### SELECTED TEXT
....

Kepnes wants you to know what she likes, and the relentless name dropping in this book gets tired very quickly. Within a couple of chapters, I started to wonder how long it would keep up; the answer is for the entire book. Kepnes name drops books, authors, movies, music, music videos, bands, actors, and directors throughout the novel, and it quickly goes from being sort of fun to utterly gag-worthy. Sorry, but this sort of overtly pretentious vanity is hard to stomach.
I get it – Kepnes is going for a bit of satire with this – a serial killer who likes to keep up with the arts and the New York scene. That said, I have trouble believing that someone as twisted as Joe would be serving up Larabars to his victims. I will be starting on the follow up to this, Hidden Bodies, next, primarily because I’ve heard that she gets the satire right with that one. Kepnes wrote a compelling story with You, but it’s shortcomings were hard to ignore.
I’ve loved The Talented Mr. Ripley since the movie was released in 1999, and have been meaning to read the book ever since. I finally picked it up, and what a reading experience it was! I absolutely adored this book from the first page to the last, and can’t wait to watch the movie again to compare the two.
Tom Ripley is a fraudster – he tricks people into sending him cheques rather than the bank, and is genuinely proud of himself whenever he pulls off a deception. There is a sense of longing for more: bigger stunts and riskier plans are on the horizon. When an opportunity arises for Tom to go to Italy to convince playboy Dickie Greenleaf to come home to America, all expenses paid by Dickie’s concerned father, he jumps at the opportunity.
Once in Mongibello, the small Italian town where Dickie has been living, he intentionally bumps into Dickie and his girlfriend Marge, convincing them that he is an old friend. Dickie and Marge invite Tom into their home, and Tom soon realizes that he quite likes the life Dickie is leading – maybe he’d like to live this way too. A chance to make an easy dollar soon turns into a frightening obsession, and eventually to murder. What follows is a complex and expertly plotted tale of escape in plain sight. Tom Ripley is a sick genius, able to manipulate any narrative to suit his own.

....

### INPUT DATA
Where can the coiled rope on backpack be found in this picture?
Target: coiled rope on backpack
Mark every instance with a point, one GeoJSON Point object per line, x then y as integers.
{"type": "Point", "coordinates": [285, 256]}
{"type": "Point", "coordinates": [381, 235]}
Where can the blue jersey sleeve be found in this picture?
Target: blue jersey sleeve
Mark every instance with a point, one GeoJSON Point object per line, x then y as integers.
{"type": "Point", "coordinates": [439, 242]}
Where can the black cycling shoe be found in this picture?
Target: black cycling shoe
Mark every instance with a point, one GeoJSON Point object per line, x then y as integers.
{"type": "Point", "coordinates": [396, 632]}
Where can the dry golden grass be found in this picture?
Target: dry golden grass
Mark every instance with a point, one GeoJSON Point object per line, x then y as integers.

....

### EXERCISE TASKS
**a.** Reproduce the book reviews word for word from "Tom Ripley is a fraudster" to "at the opportunity.".
**b.** List every kind of thing that, according to the book reviews, Kepnes name drops throughout the novel.
Nothing in the listing is relevant here.

### RESULTS OF THE EXERCISE
**a.**
Tom Ripley is a fraudster – he tricks people into sending him cheques rather than the bank, and is genuinely proud of himself whenever he pulls off a deception. There is a sense of longing for more: bigger stunts and riskier plans are on the horizon. When an opportunity arises for Tom to go to Italy to convince playboy Dickie Greenleaf to come home to America, all expenses paid by Dickie’s concerned father, he jumps at the opportunity.

**b.**
- books
- authors
- movies
- music
- music videos
- bands
- actors
- directors